Given records

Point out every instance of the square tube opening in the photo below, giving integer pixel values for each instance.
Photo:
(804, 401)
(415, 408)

...

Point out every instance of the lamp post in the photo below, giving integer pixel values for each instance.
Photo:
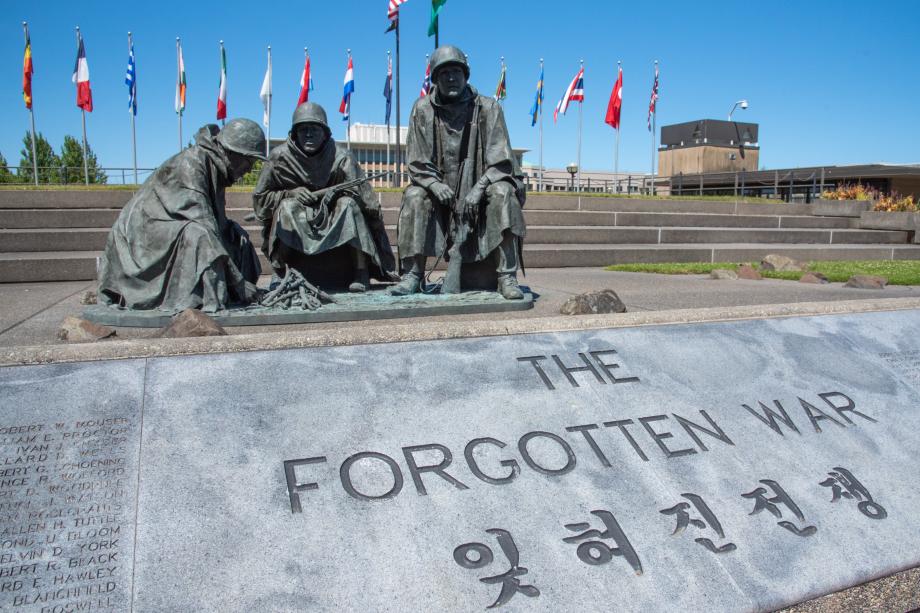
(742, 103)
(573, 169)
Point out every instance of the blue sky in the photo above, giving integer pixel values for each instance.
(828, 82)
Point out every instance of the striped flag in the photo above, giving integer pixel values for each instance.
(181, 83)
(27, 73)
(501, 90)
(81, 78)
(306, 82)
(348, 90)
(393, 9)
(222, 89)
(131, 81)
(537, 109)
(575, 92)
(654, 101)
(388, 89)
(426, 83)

Written problem
Return each line above that contains the word "integer".

Answer to this exercise
Point out every instance of the square tube opening in the photo below, giving integer pixel values for each instance.
Point out every instance of the lamp post in the photo below, giving integer pixel values for each instance.
Point out every instance of the blue sky in the photo above, giving integer pixel values for each instance.
Point out every instance of the striped flag in the photo above, giving integer pixel values for each instance.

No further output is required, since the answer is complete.